### [WHAT THE EXERCISE ASKS]
The lines from the start of the listing through the line containing "Return the mask of every instance of the green" should be printed exactly, and no other lines should be printed.

### [DATA LISTING]

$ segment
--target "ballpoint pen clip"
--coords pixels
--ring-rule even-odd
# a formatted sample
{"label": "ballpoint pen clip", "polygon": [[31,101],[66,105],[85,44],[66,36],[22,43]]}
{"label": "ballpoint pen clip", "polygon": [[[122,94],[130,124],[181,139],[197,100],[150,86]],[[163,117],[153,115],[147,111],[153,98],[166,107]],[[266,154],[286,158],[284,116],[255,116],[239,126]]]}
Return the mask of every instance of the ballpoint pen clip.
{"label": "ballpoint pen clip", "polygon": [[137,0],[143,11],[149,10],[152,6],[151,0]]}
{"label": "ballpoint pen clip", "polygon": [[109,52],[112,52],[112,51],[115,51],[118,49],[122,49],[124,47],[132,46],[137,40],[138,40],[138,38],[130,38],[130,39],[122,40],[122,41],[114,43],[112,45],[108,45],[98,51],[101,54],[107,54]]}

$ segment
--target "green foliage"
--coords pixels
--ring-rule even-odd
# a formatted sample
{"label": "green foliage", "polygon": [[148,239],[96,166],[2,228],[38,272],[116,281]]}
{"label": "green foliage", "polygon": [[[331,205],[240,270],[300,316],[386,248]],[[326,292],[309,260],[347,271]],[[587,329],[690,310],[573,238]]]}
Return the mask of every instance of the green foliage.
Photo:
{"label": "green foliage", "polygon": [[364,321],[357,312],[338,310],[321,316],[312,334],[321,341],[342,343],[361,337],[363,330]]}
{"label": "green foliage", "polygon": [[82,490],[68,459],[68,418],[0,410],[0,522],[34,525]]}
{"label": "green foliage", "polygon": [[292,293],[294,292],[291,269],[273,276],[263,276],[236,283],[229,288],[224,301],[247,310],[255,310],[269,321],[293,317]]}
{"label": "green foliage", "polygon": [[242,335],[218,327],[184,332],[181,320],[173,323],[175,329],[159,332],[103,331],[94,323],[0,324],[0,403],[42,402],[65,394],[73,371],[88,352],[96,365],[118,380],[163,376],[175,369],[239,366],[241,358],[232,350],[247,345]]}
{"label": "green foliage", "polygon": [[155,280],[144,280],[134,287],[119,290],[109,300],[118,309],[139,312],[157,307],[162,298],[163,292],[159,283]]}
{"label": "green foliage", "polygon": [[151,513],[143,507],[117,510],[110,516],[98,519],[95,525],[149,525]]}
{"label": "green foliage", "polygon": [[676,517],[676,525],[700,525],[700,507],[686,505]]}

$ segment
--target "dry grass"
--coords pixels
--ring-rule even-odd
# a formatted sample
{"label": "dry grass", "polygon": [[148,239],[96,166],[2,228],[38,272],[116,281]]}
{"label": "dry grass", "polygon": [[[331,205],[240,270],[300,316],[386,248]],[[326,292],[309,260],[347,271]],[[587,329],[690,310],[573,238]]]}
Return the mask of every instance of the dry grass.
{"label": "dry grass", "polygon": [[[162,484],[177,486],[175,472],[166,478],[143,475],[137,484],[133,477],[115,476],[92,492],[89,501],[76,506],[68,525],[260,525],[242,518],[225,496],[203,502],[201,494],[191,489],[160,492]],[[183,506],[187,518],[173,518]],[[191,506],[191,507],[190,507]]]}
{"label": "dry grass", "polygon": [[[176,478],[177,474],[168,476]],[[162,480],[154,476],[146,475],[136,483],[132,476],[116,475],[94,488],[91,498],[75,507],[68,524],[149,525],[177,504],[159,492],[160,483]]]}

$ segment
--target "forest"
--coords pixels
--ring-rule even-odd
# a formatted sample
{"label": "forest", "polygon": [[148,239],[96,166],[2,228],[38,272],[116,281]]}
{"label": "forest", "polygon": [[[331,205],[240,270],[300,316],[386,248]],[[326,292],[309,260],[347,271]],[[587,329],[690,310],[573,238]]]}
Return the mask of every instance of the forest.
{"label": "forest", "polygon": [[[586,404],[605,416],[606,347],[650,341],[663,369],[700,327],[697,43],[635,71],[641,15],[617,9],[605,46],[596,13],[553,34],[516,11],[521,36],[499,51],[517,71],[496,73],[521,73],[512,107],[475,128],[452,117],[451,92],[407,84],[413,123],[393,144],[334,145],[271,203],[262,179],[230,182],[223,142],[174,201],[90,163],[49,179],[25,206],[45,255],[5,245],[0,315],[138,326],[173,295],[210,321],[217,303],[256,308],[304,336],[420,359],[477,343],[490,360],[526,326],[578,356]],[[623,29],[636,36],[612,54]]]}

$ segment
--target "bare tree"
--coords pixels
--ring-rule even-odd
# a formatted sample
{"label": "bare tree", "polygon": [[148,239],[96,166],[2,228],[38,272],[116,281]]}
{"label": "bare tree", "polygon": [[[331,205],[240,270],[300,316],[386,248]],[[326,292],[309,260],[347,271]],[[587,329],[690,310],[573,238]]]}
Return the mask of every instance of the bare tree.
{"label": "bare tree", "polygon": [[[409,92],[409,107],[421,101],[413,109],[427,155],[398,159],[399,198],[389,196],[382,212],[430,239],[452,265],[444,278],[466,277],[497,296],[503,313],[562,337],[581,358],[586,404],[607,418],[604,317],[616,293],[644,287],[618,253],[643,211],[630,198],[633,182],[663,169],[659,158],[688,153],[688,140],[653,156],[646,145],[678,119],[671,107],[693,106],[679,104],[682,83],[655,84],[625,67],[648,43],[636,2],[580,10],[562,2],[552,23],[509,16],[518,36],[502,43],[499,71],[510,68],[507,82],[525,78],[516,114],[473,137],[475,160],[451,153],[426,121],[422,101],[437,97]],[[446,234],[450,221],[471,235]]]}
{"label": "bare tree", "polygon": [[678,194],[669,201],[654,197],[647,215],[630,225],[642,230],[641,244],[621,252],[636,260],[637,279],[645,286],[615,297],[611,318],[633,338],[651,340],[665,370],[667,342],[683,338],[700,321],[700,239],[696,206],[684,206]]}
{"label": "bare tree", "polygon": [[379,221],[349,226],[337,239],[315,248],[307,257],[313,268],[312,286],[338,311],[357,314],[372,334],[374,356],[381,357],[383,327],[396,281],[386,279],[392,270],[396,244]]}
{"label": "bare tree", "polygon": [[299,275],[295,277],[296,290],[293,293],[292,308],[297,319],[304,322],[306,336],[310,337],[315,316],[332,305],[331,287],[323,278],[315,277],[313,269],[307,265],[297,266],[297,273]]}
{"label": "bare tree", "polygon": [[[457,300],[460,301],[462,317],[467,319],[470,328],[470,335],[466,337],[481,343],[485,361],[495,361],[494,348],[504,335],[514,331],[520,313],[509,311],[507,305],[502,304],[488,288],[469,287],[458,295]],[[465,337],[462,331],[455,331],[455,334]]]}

### [EXERCISE ANSWER]
$ segment
--target "ballpoint pen clip"
--coords pixels
--ring-rule even-odd
# a formatted sample
{"label": "ballpoint pen clip", "polygon": [[31,101],[66,105],[85,44],[66,36],[22,43]]}
{"label": "ballpoint pen clip", "polygon": [[[122,94],[130,124],[181,139],[197,100],[150,86]],[[163,117],[153,115],[147,111],[153,98],[166,107]],[[266,154],[286,158],[284,116],[255,116],[239,126]]]}
Return the mask of every instance of the ballpoint pen clip.
{"label": "ballpoint pen clip", "polygon": [[137,0],[143,11],[149,10],[152,6],[151,0]]}
{"label": "ballpoint pen clip", "polygon": [[109,52],[112,52],[112,51],[115,51],[118,49],[122,49],[124,47],[132,46],[137,40],[138,40],[138,38],[130,38],[130,39],[122,40],[122,41],[114,43],[112,45],[108,45],[98,51],[101,54],[107,54]]}

$ segment
--target "green foliage"
--coords pixels
--ring-rule even-odd
# a formatted sample
{"label": "green foliage", "polygon": [[148,239],[96,166],[2,228],[38,272],[116,281]]}
{"label": "green foliage", "polygon": [[[331,205],[240,270],[300,316],[386,248]],[[326,292],[309,260],[347,271]],[[587,329],[690,310],[573,238]]]}
Return the mask of every instance of the green foliage.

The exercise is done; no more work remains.